**GOAL OF THE EXERCISE:**
Copy out the stretch of rows from the line containing "blue sky, returning a bounding box for each." through the end of the rows, substituting "aircraft propeller" for "airplane propeller" and leaving everything else unchanged.

**SOURCE RECORDS:**
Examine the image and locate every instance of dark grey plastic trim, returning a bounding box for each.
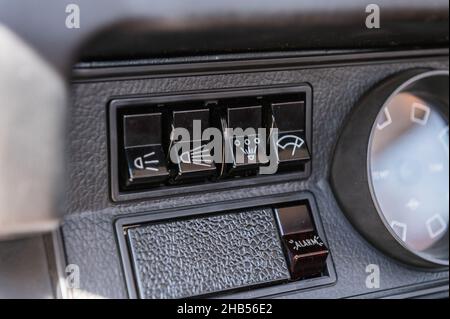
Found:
[108,84,314,202]
[115,192,337,299]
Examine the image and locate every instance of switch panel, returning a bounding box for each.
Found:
[123,113,168,186]
[222,105,267,175]
[109,85,312,201]
[270,100,310,169]
[169,108,217,181]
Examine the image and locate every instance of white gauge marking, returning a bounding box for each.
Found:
[426,214,447,238]
[411,102,431,125]
[428,163,444,173]
[377,107,392,131]
[439,126,448,156]
[372,169,391,181]
[391,220,408,242]
[405,198,420,211]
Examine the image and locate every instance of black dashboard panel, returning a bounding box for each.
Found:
[0,0,449,299]
[63,50,448,298]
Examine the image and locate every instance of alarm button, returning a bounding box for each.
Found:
[275,205,329,280]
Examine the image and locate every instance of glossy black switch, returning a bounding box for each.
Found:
[123,113,169,187]
[271,100,310,169]
[223,105,268,175]
[275,205,329,280]
[170,108,216,181]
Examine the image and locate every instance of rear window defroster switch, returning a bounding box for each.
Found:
[275,205,329,280]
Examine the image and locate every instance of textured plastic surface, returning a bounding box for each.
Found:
[63,54,448,298]
[127,209,290,298]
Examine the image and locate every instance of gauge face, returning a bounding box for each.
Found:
[368,92,449,258]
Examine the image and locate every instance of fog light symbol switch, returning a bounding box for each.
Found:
[275,205,329,280]
[123,113,169,186]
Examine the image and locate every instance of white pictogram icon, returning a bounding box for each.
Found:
[372,169,391,181]
[277,135,305,157]
[391,220,408,241]
[377,107,392,131]
[439,126,448,156]
[133,152,159,172]
[234,137,261,161]
[180,145,212,166]
[405,198,420,211]
[411,102,431,125]
[426,214,447,238]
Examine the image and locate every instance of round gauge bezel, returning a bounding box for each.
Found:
[366,70,449,266]
[330,68,448,271]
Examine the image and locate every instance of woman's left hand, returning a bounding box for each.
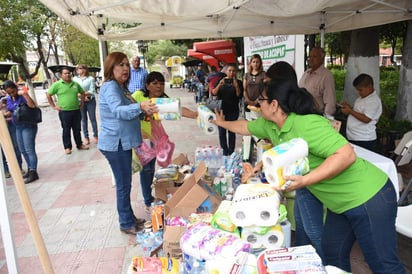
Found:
[210,110,225,125]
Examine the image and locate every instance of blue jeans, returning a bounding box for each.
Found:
[294,188,325,261]
[196,83,204,103]
[2,122,23,172]
[322,179,406,274]
[140,157,156,206]
[16,125,38,170]
[80,98,98,138]
[59,110,82,149]
[218,112,239,156]
[101,143,135,229]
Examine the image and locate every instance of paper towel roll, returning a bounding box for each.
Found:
[229,184,280,227]
[262,138,309,187]
[280,219,292,247]
[150,98,182,120]
[241,225,285,249]
[197,105,217,135]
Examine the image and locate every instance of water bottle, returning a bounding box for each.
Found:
[190,260,207,274]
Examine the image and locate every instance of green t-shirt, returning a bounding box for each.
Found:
[48,79,84,110]
[132,90,152,137]
[248,113,388,214]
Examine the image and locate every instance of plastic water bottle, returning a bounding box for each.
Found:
[190,260,207,274]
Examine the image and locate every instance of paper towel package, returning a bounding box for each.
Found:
[229,183,280,227]
[257,245,325,274]
[150,98,182,120]
[196,105,217,135]
[262,138,309,187]
[241,225,285,249]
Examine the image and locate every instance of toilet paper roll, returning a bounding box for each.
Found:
[150,98,182,120]
[262,138,309,187]
[241,225,285,249]
[196,105,217,135]
[280,219,292,247]
[229,184,280,227]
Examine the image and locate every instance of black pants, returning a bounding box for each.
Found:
[218,111,239,156]
[59,109,82,149]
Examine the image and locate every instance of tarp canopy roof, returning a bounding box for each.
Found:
[40,0,412,41]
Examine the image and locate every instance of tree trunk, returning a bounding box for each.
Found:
[395,20,412,122]
[343,27,380,105]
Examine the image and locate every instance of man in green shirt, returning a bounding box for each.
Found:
[47,67,89,154]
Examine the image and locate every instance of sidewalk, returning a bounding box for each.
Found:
[0,85,222,274]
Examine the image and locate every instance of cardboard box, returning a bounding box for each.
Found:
[163,162,221,258]
[165,162,222,217]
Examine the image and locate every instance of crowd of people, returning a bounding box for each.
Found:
[2,47,405,273]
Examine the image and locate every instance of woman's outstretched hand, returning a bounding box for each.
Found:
[210,109,225,126]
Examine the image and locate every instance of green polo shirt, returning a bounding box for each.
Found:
[48,79,84,111]
[132,90,152,137]
[248,113,388,214]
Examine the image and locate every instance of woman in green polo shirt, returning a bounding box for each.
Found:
[214,81,405,273]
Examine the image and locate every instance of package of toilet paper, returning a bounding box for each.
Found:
[262,138,309,187]
[229,183,280,227]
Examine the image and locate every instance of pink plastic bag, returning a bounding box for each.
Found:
[135,142,156,166]
[151,120,175,167]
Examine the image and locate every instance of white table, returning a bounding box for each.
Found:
[351,144,399,200]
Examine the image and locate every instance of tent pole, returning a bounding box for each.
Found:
[0,115,54,274]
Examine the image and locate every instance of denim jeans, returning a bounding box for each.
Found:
[322,179,406,274]
[80,98,98,138]
[140,157,156,206]
[16,125,38,170]
[2,122,23,172]
[218,112,239,156]
[294,188,325,261]
[101,144,135,229]
[59,110,82,149]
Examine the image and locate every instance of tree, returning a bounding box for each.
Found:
[343,27,380,105]
[61,24,100,66]
[0,0,56,101]
[379,21,407,64]
[395,20,412,122]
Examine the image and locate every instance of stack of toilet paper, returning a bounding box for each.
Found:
[150,98,182,120]
[229,183,280,227]
[196,105,217,135]
[180,223,250,260]
[262,138,309,187]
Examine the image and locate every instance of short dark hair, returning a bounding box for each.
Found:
[352,73,373,87]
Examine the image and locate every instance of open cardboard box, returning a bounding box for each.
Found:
[163,162,222,258]
[153,153,189,202]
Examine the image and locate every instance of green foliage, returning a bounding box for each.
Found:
[330,66,346,102]
[330,67,412,133]
[62,26,100,66]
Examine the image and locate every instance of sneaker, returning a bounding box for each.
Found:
[24,170,39,184]
[4,171,11,179]
[77,145,89,150]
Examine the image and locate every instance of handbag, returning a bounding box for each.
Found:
[151,120,175,167]
[205,97,222,113]
[13,103,42,125]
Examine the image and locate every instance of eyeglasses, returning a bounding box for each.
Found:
[257,97,271,105]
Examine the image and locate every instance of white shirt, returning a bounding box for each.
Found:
[346,91,382,141]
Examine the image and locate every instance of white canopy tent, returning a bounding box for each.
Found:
[40,0,412,41]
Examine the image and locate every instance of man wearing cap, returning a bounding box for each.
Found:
[196,63,206,103]
[128,56,147,93]
[46,67,89,154]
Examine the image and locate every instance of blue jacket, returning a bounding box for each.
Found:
[97,80,144,151]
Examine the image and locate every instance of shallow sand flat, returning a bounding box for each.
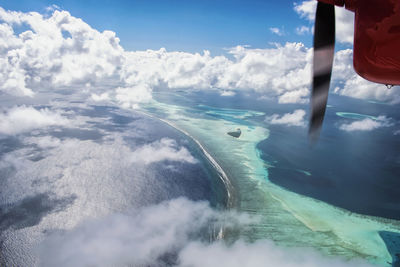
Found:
[144,101,400,266]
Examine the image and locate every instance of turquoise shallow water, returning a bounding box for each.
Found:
[144,98,400,266]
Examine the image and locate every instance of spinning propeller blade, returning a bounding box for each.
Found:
[309,2,335,142]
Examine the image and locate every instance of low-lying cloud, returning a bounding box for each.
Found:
[132,138,197,164]
[0,5,400,105]
[339,116,393,132]
[0,106,69,135]
[39,198,376,267]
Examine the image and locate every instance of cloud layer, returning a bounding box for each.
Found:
[0,5,400,105]
[39,198,370,267]
[339,116,393,132]
[0,106,69,135]
[132,138,197,164]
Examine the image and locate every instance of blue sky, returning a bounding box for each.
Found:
[0,0,318,55]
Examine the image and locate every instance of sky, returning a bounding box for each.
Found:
[0,0,400,105]
[0,0,350,55]
[0,0,400,266]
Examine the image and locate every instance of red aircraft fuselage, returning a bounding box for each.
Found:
[318,0,400,85]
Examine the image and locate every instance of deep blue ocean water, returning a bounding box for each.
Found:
[156,92,400,219]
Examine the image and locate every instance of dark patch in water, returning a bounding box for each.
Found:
[0,193,76,232]
[379,231,400,267]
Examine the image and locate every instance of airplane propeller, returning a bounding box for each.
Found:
[309,1,335,142]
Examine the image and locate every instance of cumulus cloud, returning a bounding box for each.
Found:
[296,25,311,35]
[0,5,400,104]
[115,84,152,108]
[0,106,69,135]
[0,8,123,95]
[91,92,110,102]
[332,49,400,104]
[265,109,306,127]
[132,138,197,164]
[39,198,369,267]
[294,0,354,44]
[269,27,284,36]
[339,116,393,132]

**EXERCISE ANSWER:**
Examine the image and locate every instance of blue sky, returning a bounding box for each.
Found:
[0,0,318,55]
Examine the image and locate every instance of sky, returning a bounding box for each.
Found:
[0,0,400,105]
[0,0,350,55]
[0,0,400,266]
Examine the image and locate every instance of red aircraft fuselage, returning a bounding box for each.
Found:
[318,0,400,85]
Examine the image and locate every instance of deep blue ocean water, returning a bounding box for each.
Found:
[156,92,400,219]
Examine the image and locate every instance of dark patch in water, returning a bounding box for each.
Found:
[0,193,76,232]
[379,231,400,267]
Examine the image and locate every instance of aircraft propeller, returning a bounding box for each.
Found:
[309,1,335,142]
Examine the image and locate every instance of cumulus cloud, returning a bounding box for each.
Found:
[296,25,311,35]
[0,5,400,104]
[115,84,152,108]
[0,106,69,135]
[0,8,123,95]
[91,92,110,102]
[332,49,400,104]
[265,109,306,127]
[132,138,197,164]
[39,198,369,267]
[294,0,354,44]
[269,27,284,36]
[339,116,393,132]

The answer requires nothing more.